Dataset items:
☆ ☆ ☆ ☆

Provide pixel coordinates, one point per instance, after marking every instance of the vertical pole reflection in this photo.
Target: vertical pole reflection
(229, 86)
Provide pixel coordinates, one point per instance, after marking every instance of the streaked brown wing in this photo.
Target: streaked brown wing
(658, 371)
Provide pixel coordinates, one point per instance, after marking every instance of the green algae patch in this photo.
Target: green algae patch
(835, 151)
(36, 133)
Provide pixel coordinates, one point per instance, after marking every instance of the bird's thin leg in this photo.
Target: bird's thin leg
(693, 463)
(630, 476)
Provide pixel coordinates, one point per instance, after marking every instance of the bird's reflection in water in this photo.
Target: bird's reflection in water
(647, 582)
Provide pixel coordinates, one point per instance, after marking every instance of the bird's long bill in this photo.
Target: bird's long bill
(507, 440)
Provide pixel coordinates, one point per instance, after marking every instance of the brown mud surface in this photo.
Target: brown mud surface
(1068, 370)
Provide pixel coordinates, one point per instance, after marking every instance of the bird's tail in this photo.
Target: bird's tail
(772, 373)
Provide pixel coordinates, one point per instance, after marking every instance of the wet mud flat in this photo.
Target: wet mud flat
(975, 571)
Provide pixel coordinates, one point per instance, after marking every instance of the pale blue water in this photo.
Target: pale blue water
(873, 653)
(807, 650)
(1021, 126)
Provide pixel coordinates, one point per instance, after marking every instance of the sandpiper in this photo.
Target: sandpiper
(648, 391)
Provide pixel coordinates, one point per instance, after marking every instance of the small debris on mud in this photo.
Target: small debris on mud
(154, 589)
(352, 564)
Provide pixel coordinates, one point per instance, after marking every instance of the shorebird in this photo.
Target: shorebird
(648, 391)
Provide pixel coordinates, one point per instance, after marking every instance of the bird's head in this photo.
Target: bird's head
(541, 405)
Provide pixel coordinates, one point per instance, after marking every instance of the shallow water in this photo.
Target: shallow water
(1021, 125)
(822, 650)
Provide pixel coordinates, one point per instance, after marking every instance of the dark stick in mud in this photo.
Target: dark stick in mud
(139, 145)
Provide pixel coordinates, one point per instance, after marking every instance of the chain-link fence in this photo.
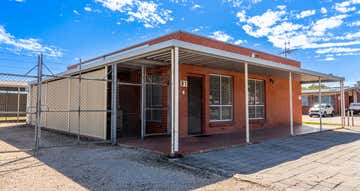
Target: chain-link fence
(55, 109)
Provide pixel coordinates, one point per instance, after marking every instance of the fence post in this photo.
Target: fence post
(79, 104)
(18, 105)
(38, 105)
(114, 105)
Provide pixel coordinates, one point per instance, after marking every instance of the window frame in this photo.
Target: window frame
(220, 105)
(257, 105)
(303, 97)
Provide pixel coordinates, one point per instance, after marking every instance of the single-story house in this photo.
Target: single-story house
(331, 95)
(13, 101)
(179, 85)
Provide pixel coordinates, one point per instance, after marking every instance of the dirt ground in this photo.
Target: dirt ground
(96, 167)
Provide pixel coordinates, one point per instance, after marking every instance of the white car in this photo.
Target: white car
(323, 110)
(355, 107)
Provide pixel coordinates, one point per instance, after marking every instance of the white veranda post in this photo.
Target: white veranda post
(247, 103)
(174, 100)
(342, 103)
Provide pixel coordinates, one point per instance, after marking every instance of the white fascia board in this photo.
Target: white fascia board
(251, 60)
(139, 51)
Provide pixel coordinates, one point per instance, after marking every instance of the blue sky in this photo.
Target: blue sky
(325, 34)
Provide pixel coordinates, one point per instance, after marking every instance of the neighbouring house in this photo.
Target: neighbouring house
(13, 101)
(331, 95)
(178, 86)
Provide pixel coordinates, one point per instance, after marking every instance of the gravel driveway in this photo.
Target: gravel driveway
(97, 167)
(331, 120)
(328, 160)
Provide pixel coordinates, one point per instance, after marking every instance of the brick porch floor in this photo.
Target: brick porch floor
(212, 142)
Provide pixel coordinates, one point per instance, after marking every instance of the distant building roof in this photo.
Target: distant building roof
(20, 84)
(327, 90)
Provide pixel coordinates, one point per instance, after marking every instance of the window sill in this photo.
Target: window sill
(220, 123)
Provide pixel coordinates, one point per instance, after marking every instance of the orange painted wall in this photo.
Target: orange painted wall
(276, 106)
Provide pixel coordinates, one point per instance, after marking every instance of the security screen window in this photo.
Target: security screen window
(221, 98)
(256, 99)
(305, 100)
(324, 99)
(154, 97)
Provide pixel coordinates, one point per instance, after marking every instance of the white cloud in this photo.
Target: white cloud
(323, 10)
(322, 25)
(76, 12)
(349, 36)
(333, 50)
(32, 45)
(147, 13)
(260, 25)
(306, 13)
(331, 44)
(281, 7)
(221, 36)
(88, 9)
(346, 6)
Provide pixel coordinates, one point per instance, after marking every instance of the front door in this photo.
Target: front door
(194, 104)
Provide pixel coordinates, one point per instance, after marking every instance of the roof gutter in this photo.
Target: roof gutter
(141, 51)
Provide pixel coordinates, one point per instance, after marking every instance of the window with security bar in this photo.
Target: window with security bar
(154, 97)
(256, 99)
(221, 98)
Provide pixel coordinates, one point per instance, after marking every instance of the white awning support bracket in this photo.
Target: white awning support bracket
(174, 101)
(342, 103)
(143, 101)
(114, 95)
(321, 111)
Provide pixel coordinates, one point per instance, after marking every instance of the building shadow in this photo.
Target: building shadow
(249, 159)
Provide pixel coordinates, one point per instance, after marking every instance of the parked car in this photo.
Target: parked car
(323, 110)
(355, 107)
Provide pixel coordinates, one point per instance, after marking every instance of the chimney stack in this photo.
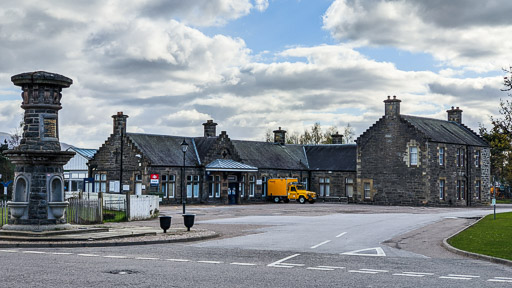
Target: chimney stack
(119, 123)
(279, 136)
(210, 129)
(337, 138)
(392, 107)
(455, 115)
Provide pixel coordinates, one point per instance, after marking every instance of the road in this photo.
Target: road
(277, 246)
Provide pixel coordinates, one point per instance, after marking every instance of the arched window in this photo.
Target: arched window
(21, 190)
(57, 193)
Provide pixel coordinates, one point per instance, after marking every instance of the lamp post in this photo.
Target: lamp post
(184, 147)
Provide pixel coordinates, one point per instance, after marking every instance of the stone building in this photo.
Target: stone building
(218, 169)
(408, 160)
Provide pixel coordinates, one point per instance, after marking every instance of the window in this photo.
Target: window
(463, 189)
(217, 186)
(413, 155)
(165, 187)
(349, 187)
(441, 189)
(172, 186)
(460, 157)
(100, 182)
(366, 190)
(252, 183)
(192, 186)
(211, 186)
(324, 187)
(242, 187)
(458, 189)
(478, 189)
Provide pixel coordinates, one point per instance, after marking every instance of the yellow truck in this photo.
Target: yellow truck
(286, 189)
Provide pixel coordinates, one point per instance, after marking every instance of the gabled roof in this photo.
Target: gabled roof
(443, 131)
(271, 155)
(229, 165)
(332, 157)
(162, 150)
(86, 153)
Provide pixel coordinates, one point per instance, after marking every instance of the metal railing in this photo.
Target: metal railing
(82, 211)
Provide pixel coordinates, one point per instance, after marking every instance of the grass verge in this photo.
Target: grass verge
(489, 237)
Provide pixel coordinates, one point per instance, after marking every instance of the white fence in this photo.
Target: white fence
(141, 206)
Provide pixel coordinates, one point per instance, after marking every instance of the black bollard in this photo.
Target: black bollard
(165, 222)
(189, 220)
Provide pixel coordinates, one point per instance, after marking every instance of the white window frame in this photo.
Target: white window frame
(413, 156)
(442, 184)
(367, 190)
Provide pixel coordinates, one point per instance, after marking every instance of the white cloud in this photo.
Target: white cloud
(477, 43)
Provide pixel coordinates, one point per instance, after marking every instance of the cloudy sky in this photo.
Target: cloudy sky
(254, 65)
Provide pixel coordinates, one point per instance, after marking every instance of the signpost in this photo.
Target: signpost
(154, 180)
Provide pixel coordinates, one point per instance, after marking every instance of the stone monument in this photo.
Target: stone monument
(38, 201)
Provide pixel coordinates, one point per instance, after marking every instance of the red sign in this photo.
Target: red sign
(154, 179)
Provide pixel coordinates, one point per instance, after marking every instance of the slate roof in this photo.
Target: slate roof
(229, 165)
(443, 131)
(270, 155)
(163, 150)
(86, 153)
(341, 157)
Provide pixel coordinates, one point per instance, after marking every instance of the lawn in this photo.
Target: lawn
(489, 237)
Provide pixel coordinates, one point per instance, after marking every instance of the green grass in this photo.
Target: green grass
(503, 201)
(114, 216)
(489, 237)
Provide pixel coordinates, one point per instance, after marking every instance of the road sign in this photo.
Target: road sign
(154, 179)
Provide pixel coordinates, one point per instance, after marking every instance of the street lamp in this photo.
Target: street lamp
(184, 147)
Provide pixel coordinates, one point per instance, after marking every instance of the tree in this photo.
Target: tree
(500, 137)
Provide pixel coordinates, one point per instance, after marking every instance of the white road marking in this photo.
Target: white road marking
(455, 278)
(209, 262)
(363, 272)
(409, 275)
(418, 273)
(279, 263)
(318, 245)
(463, 276)
(242, 264)
(378, 250)
(373, 270)
(331, 267)
(33, 252)
(501, 280)
(319, 268)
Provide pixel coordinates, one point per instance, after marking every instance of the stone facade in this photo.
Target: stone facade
(404, 160)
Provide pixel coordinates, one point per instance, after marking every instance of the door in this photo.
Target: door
(138, 188)
(232, 193)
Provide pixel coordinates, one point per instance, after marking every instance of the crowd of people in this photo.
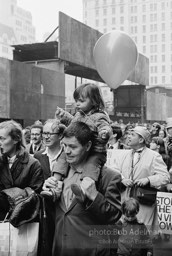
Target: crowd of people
(64, 160)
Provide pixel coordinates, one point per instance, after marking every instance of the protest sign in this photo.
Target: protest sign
(164, 209)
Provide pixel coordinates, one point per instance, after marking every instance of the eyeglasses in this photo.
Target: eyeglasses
(35, 134)
(48, 134)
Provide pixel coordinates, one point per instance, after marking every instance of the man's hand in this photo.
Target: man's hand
(89, 188)
(59, 113)
(51, 182)
(142, 182)
(127, 182)
(104, 134)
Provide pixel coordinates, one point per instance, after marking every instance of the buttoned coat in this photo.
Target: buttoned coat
(75, 230)
(25, 172)
(152, 166)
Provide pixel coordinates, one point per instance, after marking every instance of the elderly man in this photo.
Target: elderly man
(52, 135)
(142, 166)
(36, 139)
(78, 225)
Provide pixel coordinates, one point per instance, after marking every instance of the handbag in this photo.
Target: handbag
(22, 241)
(22, 210)
(145, 195)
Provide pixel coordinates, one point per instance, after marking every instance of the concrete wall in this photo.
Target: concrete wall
(28, 92)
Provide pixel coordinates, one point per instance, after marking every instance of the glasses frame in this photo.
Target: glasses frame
(48, 134)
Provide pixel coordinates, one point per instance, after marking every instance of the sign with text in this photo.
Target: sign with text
(164, 209)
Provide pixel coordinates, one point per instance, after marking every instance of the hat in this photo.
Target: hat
(169, 123)
(143, 132)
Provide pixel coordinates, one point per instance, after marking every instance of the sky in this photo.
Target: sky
(45, 13)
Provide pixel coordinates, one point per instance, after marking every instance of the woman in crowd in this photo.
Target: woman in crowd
(17, 168)
(157, 144)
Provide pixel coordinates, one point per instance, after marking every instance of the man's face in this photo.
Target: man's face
(7, 144)
(36, 136)
(169, 131)
(75, 152)
(154, 128)
(133, 139)
(50, 137)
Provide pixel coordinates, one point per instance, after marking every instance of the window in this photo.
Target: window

☆ ☆ ☆ ☆

> _Required work_
Using the data above, reproduce exactly the lines between those holding "painted wall in this photo." and "stack in this photo.", inclusive, and no others.

> _Your solution_
Provide pixel coordinates, one point per instance, after marking every instance of the orange painted wall in this photo.
Target: orange painted wall
(276, 106)
Provide pixel coordinates, one point per instance, after marking every instance of the security screen window in this photo.
Target: security screen window
(221, 98)
(256, 99)
(305, 100)
(324, 99)
(154, 97)
Provide pixel coordinates, one point per instance, after marking every instance of the white cloud in this photo.
Target: white cloud
(323, 10)
(322, 25)
(76, 12)
(349, 36)
(333, 50)
(32, 45)
(147, 13)
(260, 25)
(306, 13)
(331, 44)
(281, 7)
(221, 36)
(88, 9)
(346, 6)
Provide pixel coordinates, one point per instance, after marking every instance of the front door in this photo.
Target: front door
(194, 104)
Provide pixel coordinates, one point per instance, after marking every instance of the roof gutter in this photo.
Target: roof gutter
(141, 51)
Provide pixel coordinates, one point per instance, after marking every instance of the window with security bar in this photo.
Target: window with security bar
(154, 97)
(256, 99)
(221, 98)
Provide pixel coordinates, one point per instance, after marking every instance of the white awning support bracket in this photo.
Target: white awning support bracket
(174, 101)
(342, 103)
(143, 101)
(114, 95)
(321, 111)
Provide pixel coordinates, one point per instance, after marking every instance of the building shadow in this photo.
Target: building shadow
(249, 159)
Provide pixel coordinates, one point per instance, after marking every instance of the parked car in this photo.
Target: parked car
(323, 110)
(355, 107)
Provide pixel coordinates, one point per instance, after marking every instance of the chimney stack in this photo.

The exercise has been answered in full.